**Text block**

↓

Untargeted Metabolomics Analysis Revealed Lipometabolic Disorders in Perirenal Adipose Tissue of Rabbits Subject to a High-Fat Diet

SIMPLY SUMMARY: A high-fat diet is widely recognized as a significant modifiable risk for metabolic diseases. In this study, untargeted metabolomics, combined with liquid chromatography and high-resolution mass spectrometry, was used to evaluate perirenal adipose tissue metabolic changes. Our study revealed 206 differential metabolites. These metabolites were mainly associated with the biosynthesis of unsaturated fatty acids, the arachidonic acid metabolic pathway, the ovarian steroidogenesis pathway, and the platelet activation pathway. Our study revealed that a high-fat diet causes significant lipometabolic disorders; these metabolites may inhibit oxygen respiration by increasing adipocytes cells and density, cause mitochondrial and endoplasmic reticulum dysfunction, produce inflammation, and finally lead to insulin resistance, thereby increasing the risk of Type 2 diabetes, atherosclerosis, and other metabolic syndromes. ABSTRACT: A high-fat diet (HFD) is widely recognized as a significant modifiable risk for insulin resistance, inflammation, Type 2 diabetes, atherosclerosis and other metabolic diseases. However, the biological mechanism responsible for key metabolic disorders in the PAT of rabbits subject to HFD remains unclear. Here, untargeted metabolomics (LC-MS/MS) combined with liquid chromatography (LC) and high-resolution mass spectrometry (MS) were used to evaluate PAT metabolic changes. Histological observations showed that the adipocytes cells and density of PAT were significantly increased in HFD rabbits. Our study revealed 206 differential metabolites (21 up-regulated and 185 down-regulated); 47 differential metabolites (13 up-regulated and 34 down-regulated), comprising mainly phospholipids, fatty acids, steroid hormones and amino acids, were chosen as potential biomarkers to help explain metabolic disorders caused by HFD. These metabolites were mainly associated with the biosynthesis of unsaturated fatty acids, the arachidonic acid metabolic pathway, the ovarian steroidogenesis pathway, and the platelet activation pathway. Our study revealed that a HFD caused significant lipometabolic disorders. These metabolites may inhibit oxygen respiration by increasing the adipocytes cells and density, cause mitochondrial and endoplasmic reticulum dysfunction, produce inflammation, and finally lead to insulin resistance, thus increasing the risk of Type 2 diabetes, atherosclerosis, and other metabolic syndromes.

↑

[Records excerpted from a collection]
↓

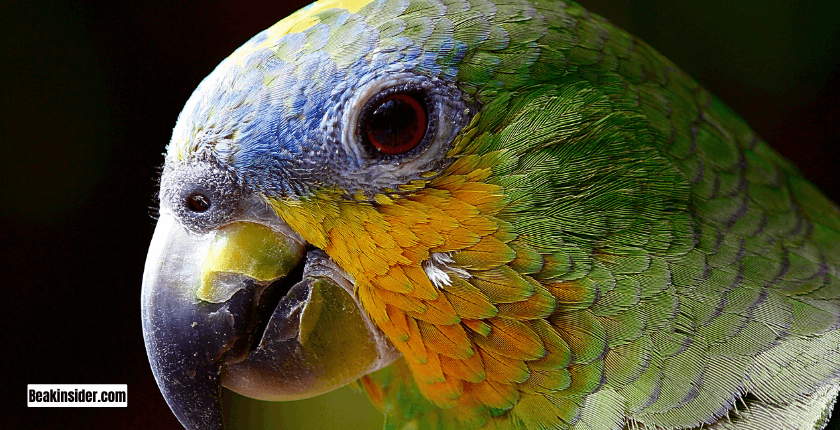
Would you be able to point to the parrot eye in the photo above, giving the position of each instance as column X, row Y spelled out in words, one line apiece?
column 396, row 123
column 197, row 202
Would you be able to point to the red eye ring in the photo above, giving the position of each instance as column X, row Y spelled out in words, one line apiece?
column 396, row 124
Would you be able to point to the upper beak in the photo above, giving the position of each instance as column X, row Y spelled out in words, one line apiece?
column 233, row 308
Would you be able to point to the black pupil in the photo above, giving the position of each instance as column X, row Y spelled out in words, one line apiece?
column 396, row 124
column 198, row 202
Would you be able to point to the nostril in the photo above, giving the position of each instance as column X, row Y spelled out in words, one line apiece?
column 197, row 202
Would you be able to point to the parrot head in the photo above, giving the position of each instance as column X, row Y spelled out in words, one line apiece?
column 524, row 214
column 269, row 222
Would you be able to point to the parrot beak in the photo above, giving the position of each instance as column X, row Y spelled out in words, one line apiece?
column 245, row 306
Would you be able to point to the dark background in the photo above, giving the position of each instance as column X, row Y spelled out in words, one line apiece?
column 90, row 91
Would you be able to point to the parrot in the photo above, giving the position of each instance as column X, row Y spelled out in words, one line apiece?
column 486, row 214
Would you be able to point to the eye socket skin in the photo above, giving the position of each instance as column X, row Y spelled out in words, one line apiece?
column 396, row 123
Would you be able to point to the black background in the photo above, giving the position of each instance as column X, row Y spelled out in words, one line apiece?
column 91, row 91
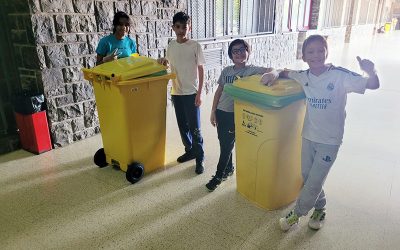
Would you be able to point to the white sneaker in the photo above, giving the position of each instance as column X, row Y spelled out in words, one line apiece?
column 317, row 219
column 288, row 221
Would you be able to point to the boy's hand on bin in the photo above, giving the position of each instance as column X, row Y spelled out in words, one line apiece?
column 113, row 56
column 213, row 118
column 269, row 78
column 197, row 101
column 163, row 61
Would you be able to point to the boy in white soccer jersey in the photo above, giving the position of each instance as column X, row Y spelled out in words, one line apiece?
column 326, row 88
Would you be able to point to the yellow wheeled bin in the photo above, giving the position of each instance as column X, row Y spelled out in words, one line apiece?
column 268, row 124
column 388, row 26
column 131, row 97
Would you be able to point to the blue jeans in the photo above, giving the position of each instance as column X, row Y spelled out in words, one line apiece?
column 226, row 137
column 188, row 118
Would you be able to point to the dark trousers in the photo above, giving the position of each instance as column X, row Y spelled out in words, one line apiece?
column 226, row 137
column 188, row 118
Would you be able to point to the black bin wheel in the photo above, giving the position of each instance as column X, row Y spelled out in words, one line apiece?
column 134, row 172
column 100, row 158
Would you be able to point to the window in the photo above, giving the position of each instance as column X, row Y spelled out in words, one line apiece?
column 363, row 12
column 296, row 15
column 333, row 13
column 226, row 18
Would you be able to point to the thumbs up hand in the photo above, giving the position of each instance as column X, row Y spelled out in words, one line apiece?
column 366, row 65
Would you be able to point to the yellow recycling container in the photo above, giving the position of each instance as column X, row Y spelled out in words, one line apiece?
column 131, row 97
column 268, row 124
column 388, row 26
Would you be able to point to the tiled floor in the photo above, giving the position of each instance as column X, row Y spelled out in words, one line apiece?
column 61, row 200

↑

Using the rabbit metabolomics abstract, list each pathway it says the differential metabolites were mainly associated with. The data plays no role here.

**Written response**
- Biosynthesis of unsaturated fatty acids
- Arachidonic acid metabolic pathway
- Ovarian steroidogenesis pathway
- Platelet activation pathway